── Material shown ──

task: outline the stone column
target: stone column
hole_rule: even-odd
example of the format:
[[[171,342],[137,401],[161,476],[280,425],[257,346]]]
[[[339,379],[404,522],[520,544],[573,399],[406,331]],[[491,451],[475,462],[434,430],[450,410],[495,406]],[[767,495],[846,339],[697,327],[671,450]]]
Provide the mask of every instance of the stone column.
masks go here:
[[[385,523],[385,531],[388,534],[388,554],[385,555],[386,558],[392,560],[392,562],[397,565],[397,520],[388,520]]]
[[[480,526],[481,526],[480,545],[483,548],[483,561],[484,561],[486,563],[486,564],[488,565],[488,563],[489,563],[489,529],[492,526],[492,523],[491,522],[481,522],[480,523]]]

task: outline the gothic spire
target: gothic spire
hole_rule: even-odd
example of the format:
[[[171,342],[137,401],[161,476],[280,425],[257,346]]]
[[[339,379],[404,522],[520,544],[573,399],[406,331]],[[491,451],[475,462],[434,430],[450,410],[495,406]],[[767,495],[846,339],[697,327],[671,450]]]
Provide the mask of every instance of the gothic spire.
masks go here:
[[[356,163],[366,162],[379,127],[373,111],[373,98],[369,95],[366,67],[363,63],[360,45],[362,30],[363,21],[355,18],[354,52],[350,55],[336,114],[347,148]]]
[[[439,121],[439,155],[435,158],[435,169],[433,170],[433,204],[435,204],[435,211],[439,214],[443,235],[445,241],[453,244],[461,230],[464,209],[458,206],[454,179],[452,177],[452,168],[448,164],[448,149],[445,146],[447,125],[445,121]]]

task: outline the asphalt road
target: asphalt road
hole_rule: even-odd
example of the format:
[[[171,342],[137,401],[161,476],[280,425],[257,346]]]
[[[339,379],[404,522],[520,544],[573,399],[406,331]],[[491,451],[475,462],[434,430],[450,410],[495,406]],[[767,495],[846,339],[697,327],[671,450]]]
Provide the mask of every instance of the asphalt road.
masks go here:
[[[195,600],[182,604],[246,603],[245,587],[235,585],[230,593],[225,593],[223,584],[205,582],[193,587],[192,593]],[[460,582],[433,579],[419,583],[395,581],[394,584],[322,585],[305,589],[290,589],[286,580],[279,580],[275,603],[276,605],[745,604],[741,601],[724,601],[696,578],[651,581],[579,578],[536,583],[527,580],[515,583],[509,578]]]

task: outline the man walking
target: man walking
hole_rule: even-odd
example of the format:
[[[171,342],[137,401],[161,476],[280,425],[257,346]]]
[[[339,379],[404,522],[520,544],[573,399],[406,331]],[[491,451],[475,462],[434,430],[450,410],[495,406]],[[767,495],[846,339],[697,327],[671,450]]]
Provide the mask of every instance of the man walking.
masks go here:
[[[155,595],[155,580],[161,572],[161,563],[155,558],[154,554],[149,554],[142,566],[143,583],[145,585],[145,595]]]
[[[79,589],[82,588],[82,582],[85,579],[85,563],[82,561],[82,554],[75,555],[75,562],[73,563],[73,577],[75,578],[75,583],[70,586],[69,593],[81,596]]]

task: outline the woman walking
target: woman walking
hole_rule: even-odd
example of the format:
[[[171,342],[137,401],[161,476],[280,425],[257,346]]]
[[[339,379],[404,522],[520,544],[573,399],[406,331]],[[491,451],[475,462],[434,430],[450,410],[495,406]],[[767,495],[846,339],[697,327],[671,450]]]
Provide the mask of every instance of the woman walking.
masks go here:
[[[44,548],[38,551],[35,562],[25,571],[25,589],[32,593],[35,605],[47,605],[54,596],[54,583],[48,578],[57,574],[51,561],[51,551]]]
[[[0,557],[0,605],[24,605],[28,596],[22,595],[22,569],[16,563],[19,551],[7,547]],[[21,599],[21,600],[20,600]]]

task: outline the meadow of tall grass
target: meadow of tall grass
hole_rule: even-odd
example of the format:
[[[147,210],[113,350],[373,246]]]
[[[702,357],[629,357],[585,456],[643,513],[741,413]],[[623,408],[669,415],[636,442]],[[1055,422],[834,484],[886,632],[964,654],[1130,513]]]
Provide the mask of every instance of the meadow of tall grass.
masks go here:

───

__Problem to solve__: Reproduce every one of the records above verbatim, preserving each line in its original order without any alteration.

__Output of the task__:
task: outline the stone column
target: stone column
hole_rule: even-odd
example of the format:
[[[171,342],[137,401],[161,476],[280,425],[257,346]]]
[[[339,379],[404,522],[520,544],[573,399],[406,331]],[[491,451],[475,462],[434,430],[450,410],[495,406]],[[767,495],[846,339],[697,327],[671,450]]]
Provide the mask of every instance of the stone column.
masks go here:
[[[385,523],[385,531],[388,534],[388,554],[385,555],[386,558],[392,560],[392,562],[397,565],[397,520],[388,520]]]
[[[480,526],[481,526],[480,545],[483,548],[483,561],[484,561],[486,563],[486,564],[488,565],[488,563],[489,563],[489,529],[492,526],[492,523],[491,522],[481,522],[480,523]]]

task: outline the gothic spire
target: gothic spire
hole_rule: even-odd
example of the format:
[[[171,342],[137,401],[161,476],[280,425],[257,346]]]
[[[339,379],[404,522],[520,544],[573,399],[406,331]],[[491,451],[475,462],[434,430],[450,410],[495,406]],[[767,495],[846,339],[697,327],[671,450]]]
Provide the mask of every instance of the gothic spire.
masks go here:
[[[356,163],[366,162],[379,127],[373,111],[373,98],[369,95],[366,67],[363,63],[360,45],[362,30],[363,21],[355,18],[354,52],[350,55],[336,114],[347,148]]]
[[[439,121],[439,155],[435,158],[435,169],[433,170],[433,204],[435,204],[435,211],[439,214],[443,235],[445,241],[453,244],[461,230],[464,209],[458,206],[454,179],[452,177],[452,168],[448,164],[448,149],[445,146],[447,125],[445,121]]]

task: outline the asphalt road
target: asphalt road
hole_rule: even-odd
example of the format:
[[[171,342],[137,401],[161,476],[280,425],[257,346]]]
[[[339,379],[404,522],[520,544],[573,399],[406,331]],[[491,451],[475,462],[434,430],[450,410],[495,406]],[[767,495],[846,339],[697,327],[671,450]]]
Provide the mask of every instance of the asphalt road.
masks go here:
[[[195,600],[182,604],[246,603],[245,587],[235,585],[230,593],[225,593],[223,584],[205,582],[193,587],[192,593]],[[460,582],[433,579],[419,583],[395,581],[394,584],[322,585],[305,589],[290,589],[286,580],[279,580],[275,603],[276,605],[745,604],[741,601],[724,601],[696,578],[651,581],[579,578],[536,583],[527,580],[515,583],[509,578]]]

task: outline the man walking
target: man walking
hole_rule: even-odd
example of the format:
[[[171,342],[137,401],[161,476],[280,425],[257,346]]]
[[[339,379],[404,522],[520,544],[573,399],[406,331]],[[491,451],[475,462],[434,430],[450,410],[495,406]],[[767,495],[846,339],[697,327],[671,450]]]
Provide the mask of every instance of the man walking.
masks go here:
[[[155,595],[155,580],[161,572],[161,563],[155,558],[154,554],[149,554],[142,566],[143,583],[145,585],[145,595]]]
[[[79,589],[82,588],[82,582],[85,579],[85,563],[82,561],[82,554],[75,555],[75,562],[73,563],[73,577],[75,578],[75,583],[70,586],[69,593],[81,596]]]

task: outline the woman walking
target: woman walking
hole_rule: even-odd
example of the format:
[[[171,342],[137,401],[161,476],[280,425],[257,346]]]
[[[339,379],[404,522],[520,544],[573,399],[406,331]],[[491,451],[475,462],[434,430],[450,410],[495,406]],[[767,495],[846,339],[697,327],[671,450]]]
Provide the mask of every instance of the woman walking.
masks go here:
[[[44,548],[38,551],[35,562],[25,571],[25,589],[32,593],[35,605],[47,605],[54,596],[54,583],[48,578],[57,574],[51,561],[51,551]]]
[[[0,557],[0,605],[24,605],[28,596],[22,595],[22,569],[16,563],[19,551],[7,547]],[[21,599],[21,600],[20,600]]]

task: outline the meadow of tall grass
target: meadow of tall grass
hole_rule: even-odd
example of the format:
[[[147,210],[113,350],[373,246]]]
[[[702,357],[629,357],[585,456],[643,513],[741,413]],[[623,408],[669,415],[636,442]],[[1055,422],[834,484],[886,632],[964,654],[1130,513]]]
Provide the mask of every instance of the meadow of tall grass.
masks go here:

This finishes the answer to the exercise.